= Description of the task =
The whole listing below is to be returned without alteration.

= Data shown =
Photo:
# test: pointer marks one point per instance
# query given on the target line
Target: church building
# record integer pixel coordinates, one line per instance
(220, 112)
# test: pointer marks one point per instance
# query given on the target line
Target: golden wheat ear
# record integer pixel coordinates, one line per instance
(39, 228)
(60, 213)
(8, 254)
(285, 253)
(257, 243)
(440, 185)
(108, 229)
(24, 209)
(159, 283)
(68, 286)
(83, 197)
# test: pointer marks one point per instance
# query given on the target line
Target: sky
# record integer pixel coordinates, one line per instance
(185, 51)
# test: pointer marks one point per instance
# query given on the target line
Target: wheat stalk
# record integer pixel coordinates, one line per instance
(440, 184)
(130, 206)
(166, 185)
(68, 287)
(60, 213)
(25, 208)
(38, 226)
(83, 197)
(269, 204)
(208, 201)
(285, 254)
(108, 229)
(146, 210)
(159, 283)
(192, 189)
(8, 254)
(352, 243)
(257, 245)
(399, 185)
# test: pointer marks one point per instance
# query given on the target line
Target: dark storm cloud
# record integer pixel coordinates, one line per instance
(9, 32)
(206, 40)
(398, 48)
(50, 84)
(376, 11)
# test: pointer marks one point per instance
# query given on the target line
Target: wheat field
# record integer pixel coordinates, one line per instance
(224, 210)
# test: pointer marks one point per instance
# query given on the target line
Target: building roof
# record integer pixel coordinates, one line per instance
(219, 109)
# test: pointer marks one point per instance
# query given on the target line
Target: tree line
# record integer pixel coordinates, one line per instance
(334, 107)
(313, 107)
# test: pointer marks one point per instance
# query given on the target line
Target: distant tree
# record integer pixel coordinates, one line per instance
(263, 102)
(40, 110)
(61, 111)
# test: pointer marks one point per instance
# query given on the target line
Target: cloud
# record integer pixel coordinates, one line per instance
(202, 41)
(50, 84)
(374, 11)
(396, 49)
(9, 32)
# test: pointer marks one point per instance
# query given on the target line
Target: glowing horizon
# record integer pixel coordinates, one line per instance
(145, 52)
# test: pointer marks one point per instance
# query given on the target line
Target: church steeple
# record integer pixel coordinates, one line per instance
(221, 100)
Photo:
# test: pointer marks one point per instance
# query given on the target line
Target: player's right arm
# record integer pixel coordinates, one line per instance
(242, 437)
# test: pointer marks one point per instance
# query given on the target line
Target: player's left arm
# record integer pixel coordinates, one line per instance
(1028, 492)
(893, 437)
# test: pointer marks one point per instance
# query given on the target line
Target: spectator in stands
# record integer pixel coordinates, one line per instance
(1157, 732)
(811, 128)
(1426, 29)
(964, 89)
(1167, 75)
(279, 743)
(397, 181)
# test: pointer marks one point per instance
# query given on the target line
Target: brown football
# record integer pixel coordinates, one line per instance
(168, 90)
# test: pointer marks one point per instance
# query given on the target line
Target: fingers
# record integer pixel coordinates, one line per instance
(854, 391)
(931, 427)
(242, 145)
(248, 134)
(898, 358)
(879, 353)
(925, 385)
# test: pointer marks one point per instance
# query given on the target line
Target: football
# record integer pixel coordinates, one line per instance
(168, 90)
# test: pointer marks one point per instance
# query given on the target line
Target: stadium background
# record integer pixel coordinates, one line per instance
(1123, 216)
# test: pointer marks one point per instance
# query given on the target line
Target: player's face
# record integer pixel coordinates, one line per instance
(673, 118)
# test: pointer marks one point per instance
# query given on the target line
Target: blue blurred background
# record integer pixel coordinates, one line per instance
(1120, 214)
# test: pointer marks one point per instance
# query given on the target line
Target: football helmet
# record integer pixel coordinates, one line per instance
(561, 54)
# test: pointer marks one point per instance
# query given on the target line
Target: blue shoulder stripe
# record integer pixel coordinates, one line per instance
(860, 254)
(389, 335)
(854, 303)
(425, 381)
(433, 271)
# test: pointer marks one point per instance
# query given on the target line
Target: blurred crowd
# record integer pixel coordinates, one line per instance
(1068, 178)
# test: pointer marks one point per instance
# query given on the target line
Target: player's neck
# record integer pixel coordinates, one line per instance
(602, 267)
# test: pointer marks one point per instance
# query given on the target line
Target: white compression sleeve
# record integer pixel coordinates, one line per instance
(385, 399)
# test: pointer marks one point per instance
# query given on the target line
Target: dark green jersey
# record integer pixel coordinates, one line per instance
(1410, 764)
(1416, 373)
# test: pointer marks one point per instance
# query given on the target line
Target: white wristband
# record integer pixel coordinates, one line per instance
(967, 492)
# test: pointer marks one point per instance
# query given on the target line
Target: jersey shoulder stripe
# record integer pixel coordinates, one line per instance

= Exercise output =
Photo:
# test: pointer marks one point per instance
# query given on the target line
Target: church building
# record integer pixel coordinates, one line per instance
(220, 112)
# test: pointer marks one point per instance
# query given on the target line
Target: golden wheat ear
# record integer pixel coordinates, one line per instance
(39, 228)
(60, 213)
(8, 254)
(285, 253)
(257, 243)
(440, 185)
(108, 229)
(24, 209)
(159, 283)
(68, 286)
(83, 197)
# test: pointer marks one point per instance
# query given on the target line
Target: sky
# record integer pixel coordinates, one line per instance
(185, 51)
# test: pointer marks one point per instance
# query given on the target line
Target: wheat stalk
# record integer pixel coordinates, one line per instance
(440, 184)
(130, 206)
(166, 185)
(68, 287)
(60, 213)
(25, 208)
(38, 226)
(83, 197)
(269, 204)
(208, 201)
(285, 254)
(108, 229)
(146, 210)
(159, 283)
(192, 189)
(8, 254)
(352, 243)
(257, 245)
(399, 185)
# test: pointer marks one point per instance
# query given on the target line
Target: dark storm cloud
# record integer pixel coordinates, one line per instance
(9, 32)
(206, 40)
(398, 48)
(50, 84)
(376, 11)
# test: pointer marks one point per instance
# query given on the target line
Target: wheat field
# record integer pixel coordinates, one line per instance
(224, 210)
# test: pointer marks one point per instance
# query given on the target line
Target: building roof
# record integer pixel coordinates, one line per instance
(219, 109)
# test: pointer marks one point per instance
# query given on the target line
Target: tree line
# record integer pixel coordinates, one line per instance
(334, 107)
(313, 107)
# test: pointer marks one point per instance
# query given on the target line
Target: distant tree
# record integer pixel coordinates, one line per instance
(263, 102)
(40, 110)
(61, 111)
# test: pointer marks one point per instance
# query given on the target line
Target: cloud
# record integer pixel coordinates, one line per instance
(202, 41)
(50, 84)
(374, 11)
(396, 49)
(9, 32)
# test: pointer marks one point per instance
# query given on the target line
Target: glowing horizon
# record integer pixel coordinates, one line per instance
(145, 52)
# test: pointer marks one point per instance
# query given on the target line
Target: church steeple
# record integer pixel coordinates, one line per instance
(221, 100)
Photo:
# test: pointer marks one point per instance
# query given on the target line
Target: player's right arm
# record integer pixel coordinates, one line per instance
(242, 437)
# test: pointer marks one point per instance
# query given on the target line
Target: player's left arm
# record integer pixel coordinates, one line per instance
(1028, 492)
(893, 437)
# test: pointer marks one point per instance
# query given on the target line
Target: spectator in stands
# record integer pixel coordinates, one line per instance
(1157, 732)
(811, 128)
(1426, 29)
(964, 89)
(1167, 75)
(279, 743)
(397, 181)
# test: pointer marks one point per instance
# query given on the target line
Target: brown football
# record integer pixel coordinates, one line per instance
(168, 90)
# test: pointer marks one point per instance
# query given on the target line
Target: fingers
# record integer pixel coordinates, one line per instance
(854, 391)
(931, 427)
(242, 145)
(248, 134)
(898, 358)
(879, 353)
(925, 385)
# test: pointer marks one point per instance
# query given on the target line
Target: football
# record integer pixel coordinates, one line per instance
(168, 90)
# test: pointer marks one point per instance
# query given on the target line
Target: stadium background
# record integer pixel coordinates, one line per instance
(1123, 216)
# test: pointer marks one point per instance
# query given on the target line
Target: player's face
# record integer pixel coordinates, one line per instance
(673, 118)
# test: pointer marks one point per instance
# query given on the target line
Target: blue blurred background
# record integer pixel coordinates, one line per instance
(1120, 214)
# test: pointer marks one point per instance
# query given on the target line
Target: football helmet
# record integer pixel coordinates, one line per instance
(561, 54)
# test: pointer marks one point per instance
# query given on the target line
Target: blue shoulder stripe
# record integer pixel coordinates, one line per instance
(860, 254)
(389, 335)
(854, 303)
(425, 381)
(433, 271)
# test: pointer marks one point per instance
# query given on the target line
Target: blurred crowd
# record integer pixel coordinates, one line per instance
(1068, 178)
# test: pointer marks one point per instance
# query given on the target line
Target: player's neck
# record integer pixel coordinates, one line per instance
(602, 267)
# test: pointer marks one point per instance
# query given on the target line
Target: white compression sleeve
# record integer pixel coordinates, one line per instance
(385, 399)
# test: pointer marks one point per instance
# query given on the target line
Target: dark green jersey
# record integer pixel coordinates, one line per instance
(1410, 764)
(1416, 373)
# test: pointer marks one point per instance
# query given on the target line
Target: white wristband
# record integer pixel coordinates, one line per instance
(967, 492)
# test: pointer marks one point per instance
# query given on the target line
Target: jersey shoulder stripe
# record integer pixel coordinates, one line per instance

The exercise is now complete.